* _What is being asked_: Copy out the listing below without changing a single line.

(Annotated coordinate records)
* * *
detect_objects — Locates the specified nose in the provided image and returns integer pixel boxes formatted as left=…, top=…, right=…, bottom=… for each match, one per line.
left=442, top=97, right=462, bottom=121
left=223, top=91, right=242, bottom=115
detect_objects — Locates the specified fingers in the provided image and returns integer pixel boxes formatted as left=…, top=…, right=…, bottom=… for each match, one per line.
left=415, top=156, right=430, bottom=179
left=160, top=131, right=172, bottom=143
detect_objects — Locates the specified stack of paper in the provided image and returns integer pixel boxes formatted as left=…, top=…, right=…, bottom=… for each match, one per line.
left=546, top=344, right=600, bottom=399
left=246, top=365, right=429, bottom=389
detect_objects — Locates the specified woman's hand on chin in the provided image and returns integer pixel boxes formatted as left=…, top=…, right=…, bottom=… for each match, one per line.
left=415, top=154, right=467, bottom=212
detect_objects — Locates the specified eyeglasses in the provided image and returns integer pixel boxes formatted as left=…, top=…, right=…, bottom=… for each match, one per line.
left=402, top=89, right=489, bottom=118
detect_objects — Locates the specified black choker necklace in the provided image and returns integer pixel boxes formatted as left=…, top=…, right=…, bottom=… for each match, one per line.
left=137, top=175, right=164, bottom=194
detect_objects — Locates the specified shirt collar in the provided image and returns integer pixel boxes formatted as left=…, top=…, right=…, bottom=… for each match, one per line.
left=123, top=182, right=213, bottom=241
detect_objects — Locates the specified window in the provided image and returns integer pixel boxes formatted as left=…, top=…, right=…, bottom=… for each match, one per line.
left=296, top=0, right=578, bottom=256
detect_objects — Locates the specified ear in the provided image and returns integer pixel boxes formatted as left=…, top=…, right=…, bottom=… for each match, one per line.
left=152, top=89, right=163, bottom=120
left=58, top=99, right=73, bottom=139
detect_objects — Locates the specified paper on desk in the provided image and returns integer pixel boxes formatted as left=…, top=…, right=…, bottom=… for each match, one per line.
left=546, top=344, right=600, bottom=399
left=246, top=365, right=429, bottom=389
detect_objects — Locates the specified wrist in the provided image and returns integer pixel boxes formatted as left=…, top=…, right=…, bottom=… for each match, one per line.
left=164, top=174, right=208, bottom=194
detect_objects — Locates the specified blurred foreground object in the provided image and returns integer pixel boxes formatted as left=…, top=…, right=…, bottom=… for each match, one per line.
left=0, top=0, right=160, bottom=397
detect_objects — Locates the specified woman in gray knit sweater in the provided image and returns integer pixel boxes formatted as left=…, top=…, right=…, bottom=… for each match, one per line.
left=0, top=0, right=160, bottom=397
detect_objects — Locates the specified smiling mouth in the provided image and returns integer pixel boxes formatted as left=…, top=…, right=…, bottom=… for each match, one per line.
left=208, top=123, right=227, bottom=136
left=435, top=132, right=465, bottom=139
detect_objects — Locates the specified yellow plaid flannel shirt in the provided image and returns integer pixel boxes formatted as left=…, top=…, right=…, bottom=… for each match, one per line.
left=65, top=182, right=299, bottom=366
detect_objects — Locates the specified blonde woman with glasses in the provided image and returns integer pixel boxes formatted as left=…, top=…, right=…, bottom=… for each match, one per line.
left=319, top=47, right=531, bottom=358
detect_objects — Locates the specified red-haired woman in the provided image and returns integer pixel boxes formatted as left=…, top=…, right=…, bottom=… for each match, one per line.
* * *
* _Full answer_:
detect_objects — Locates the specified nose in the provided image and returns integer pixel boxes formatted as left=…, top=…, right=…, bottom=… for each match, one per line.
left=442, top=97, right=462, bottom=121
left=223, top=91, right=242, bottom=115
detect_objects — Locates the specified fingers in the provided image and returns integer pixel boxes formatted as left=…, top=…, right=…, bottom=… for each match, one per line.
left=415, top=156, right=430, bottom=179
left=160, top=131, right=172, bottom=143
detect_objects — Locates the specified stack of paper in the provided image and returns integer pixel boxes formatted as left=…, top=…, right=…, bottom=… for each match, one per line.
left=546, top=344, right=600, bottom=399
left=246, top=365, right=429, bottom=389
detect_objects — Locates the specified woman's hand on chin in the provided image and returns integer pixel boxes formatted as left=…, top=…, right=…, bottom=… for each match, one per line.
left=415, top=154, right=467, bottom=212
detect_objects — Locates the specified eyeglasses in the provided image and returns integer pixel boxes formatted as left=…, top=…, right=…, bottom=… for each match, one per line.
left=402, top=89, right=489, bottom=118
detect_objects — Locates the specified black choker necklace in the provided image and returns integer pixel boxes formatted as left=…, top=…, right=…, bottom=… for each match, one per line.
left=137, top=175, right=164, bottom=194
detect_objects — Locates the specified shirt collar in the provided image and returns integer pixel boxes formatted as left=…, top=…, right=…, bottom=… for each match, one per line.
left=123, top=182, right=213, bottom=241
detect_objects — Locates the specified window in the provided image and returns integer pixel boxes formatted as left=…, top=…, right=…, bottom=… for each match, one per line.
left=296, top=0, right=578, bottom=256
detect_objects — Locates the specified ear in the provided image and returns integer pixel boxes formatted as left=…, top=…, right=…, bottom=… for each match, one per line.
left=152, top=89, right=163, bottom=120
left=58, top=99, right=73, bottom=139
detect_objects — Locates the specified paper on desk in the provided image and returns integer pixel boxes formatted as left=…, top=…, right=…, bottom=… for each match, one per line.
left=546, top=344, right=600, bottom=399
left=246, top=365, right=429, bottom=389
detect_objects — Locates the specified wrist in the provided image and returns integer pixel boxes formatted as left=…, top=…, right=…, bottom=… for each match, one per line.
left=164, top=174, right=208, bottom=194
detect_objects — Locates the specified blurred foreground object in the provided image and returns integer pixel boxes formatted as left=…, top=…, right=…, bottom=… for each match, one per line.
left=0, top=0, right=160, bottom=397
detect_objects — Locates the specified woman in gray knit sweater in the provided image and returns integer pixel boxes formatted as left=…, top=…, right=…, bottom=… for each match, one per line.
left=0, top=0, right=160, bottom=397
detect_objects — Locates the specified smiling mouth in the provided image and returns integer pixel boxes formatted as left=…, top=…, right=…, bottom=… for each match, one per line.
left=208, top=123, right=227, bottom=136
left=435, top=132, right=465, bottom=139
detect_objects — Locates the specified yellow plaid flannel shirt in the provided image and returns integer pixel boxes formatted as left=…, top=…, right=…, bottom=… for each match, one per line.
left=65, top=182, right=299, bottom=366
detect_objects — Locates the specified blonde woman with glasses in the provided image and returns integer pixel boxes formatted as left=…, top=…, right=…, bottom=… for each match, one per line.
left=319, top=47, right=531, bottom=358
detect_objects — Locates the specified red-haired woman in the provided image and returns integer pixel boxes formatted as left=…, top=…, right=…, bottom=… for each match, one per line.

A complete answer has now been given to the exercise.